* ARTICLE
To Kelly, Kim was a beckoning force, inviting him along pathways marked by many of what he refers to as his pillar decisions, his great turning points in life. He even chose the profession because he discovered a stack of Kim’s geology textbooks when he was trying to choose a career. “I did my first year of university and I had to declare a major, and I didn’t know what to do. I was moving into Kim’s old bedroom, and I saw this stack of books and said, ‘wow! I could probably save $200 if I took geology because I’ve got all the books’—not a word of a lie, that was the extent of it.” 

On pace to a dual win

Their decades-long professional run has been just as synchronous. They speak highly of one another’s unique skill sets and talents, and their mutual support and opportunity-sharing has propelled them to success. They are the definition of a complementary pair.

Kim describes Kelly as the technical mastermind, one of the most detailed technical geologists he’s ever seen. Kelly describes Kim as an excellent leader and exceptional decision maker, as demonstrated by the executive roles he has taken on throughout his years of work. “I like to think that since Kim and I have worked together, it’s balanced out quite well.

* RECORD LIST
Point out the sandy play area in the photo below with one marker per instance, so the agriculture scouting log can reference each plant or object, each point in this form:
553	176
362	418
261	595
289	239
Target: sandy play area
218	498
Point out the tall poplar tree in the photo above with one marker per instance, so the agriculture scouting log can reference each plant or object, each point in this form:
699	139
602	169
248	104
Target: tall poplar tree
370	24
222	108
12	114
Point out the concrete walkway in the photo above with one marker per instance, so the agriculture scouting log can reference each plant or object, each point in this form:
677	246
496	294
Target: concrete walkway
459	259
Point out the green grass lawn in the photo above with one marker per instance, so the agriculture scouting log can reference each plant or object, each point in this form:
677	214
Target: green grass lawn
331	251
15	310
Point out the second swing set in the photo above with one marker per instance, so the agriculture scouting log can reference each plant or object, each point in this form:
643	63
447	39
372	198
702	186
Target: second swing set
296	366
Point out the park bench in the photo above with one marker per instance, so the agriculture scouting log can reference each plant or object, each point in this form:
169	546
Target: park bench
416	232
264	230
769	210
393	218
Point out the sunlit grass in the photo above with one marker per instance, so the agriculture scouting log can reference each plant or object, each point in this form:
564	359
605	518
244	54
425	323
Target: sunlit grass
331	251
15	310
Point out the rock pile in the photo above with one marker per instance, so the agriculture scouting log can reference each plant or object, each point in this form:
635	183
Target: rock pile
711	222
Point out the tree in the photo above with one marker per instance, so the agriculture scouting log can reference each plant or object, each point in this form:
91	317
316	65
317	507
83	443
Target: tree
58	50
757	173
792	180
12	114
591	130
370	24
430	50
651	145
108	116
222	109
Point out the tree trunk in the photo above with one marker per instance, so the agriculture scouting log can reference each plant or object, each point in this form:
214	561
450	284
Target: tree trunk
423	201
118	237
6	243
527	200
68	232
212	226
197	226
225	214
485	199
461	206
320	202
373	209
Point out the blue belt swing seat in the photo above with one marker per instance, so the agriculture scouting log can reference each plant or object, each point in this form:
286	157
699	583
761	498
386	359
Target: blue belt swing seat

* WRITTEN INSTRUCTION A
List every description of Kim given in the passage about Kelly and Kim.
* WRITTEN INSTRUCTION B
Retype the passage about Kelly and Kim, starting at "To Kelly, Kim" and ending at "a complementary pair.".
* WRITTEN INSTRUCTION C
Extend the passage about Kelly and Kim, picking up from its final sentence.

* WRITTEN REPLY A
- a beckoning force
- an excellent leader
- an exceptional decision maker

* WRITTEN REPLY B
To Kelly, Kim was a beckoning force, inviting him along pathways marked by many of what he refers to as his pillar decisions, his great turning points in life. He even chose the profession because he discovered a stack of Kim’s geology textbooks when he was trying to choose a career. “I did my first year of university and I had to declare a major, and I didn’t know what to do. I was moving into Kim’s old bedroom, and I saw this stack of books and said, ‘wow! I could probably save $200 if I took geology because I’ve got all the books’—not a word of a lie, that was the extent of it.” 

On pace to a dual win

Their decades-long professional run has been just as synchronous. They speak highly of one another’s unique skill sets and talents, and their mutual support and opportunity-sharing has propelled them to success. They are the definition of a complementary pair.

* WRITTEN REPLY C
In 1990, Kelly developed an oil and gas prospect in southern Alberta and partnered with Kim, who sold it to an oil and gas company, who drilled the discovery well. They share a royalty on their project to this day, with three wells drilled for gas, and recently they’ve had the oil zone drilled. “The teamwork was great—it was almost magical how it all worked out with the timing, and what I offered and what Kim offered. It came together so nicely, and it’s something I’m very proud of. He’s my big brother and he’s looked out for me professionally. He’s played a big role.

A marathon of responsible liquid disposal

In 2007, after working as an exploration geologist and geoscience consultant for 31 years, Kim had the opportunity to consult on water disposal with Secure Energy Services, and in 2016 he became an employee. He says when he began working in fluid disposal, the opportunity is what interested him, but that’s changed over the years. “I found it to be a very, very interesting niche. Dealing with waste fluids in a responsible fashion is very important, especially in terms of the environment and for the well-being of the oil and gas industry.

He explains waste fluids are generated from all sorts of different sources, but they have a lot in common: they can’t be used for anything else, can’t be discharged at the surface of the Earth, and must be dealt with safely and permanently.

Kelly extends a passion for the environment into his work. He remembers reading about a river surface undulating in rapid orange flames due to petroleum product pollution in the ’60s. “That really stuck with me, and having been in oil and gas exploration for 30-some years, it does feel good to contribute to a greener industry.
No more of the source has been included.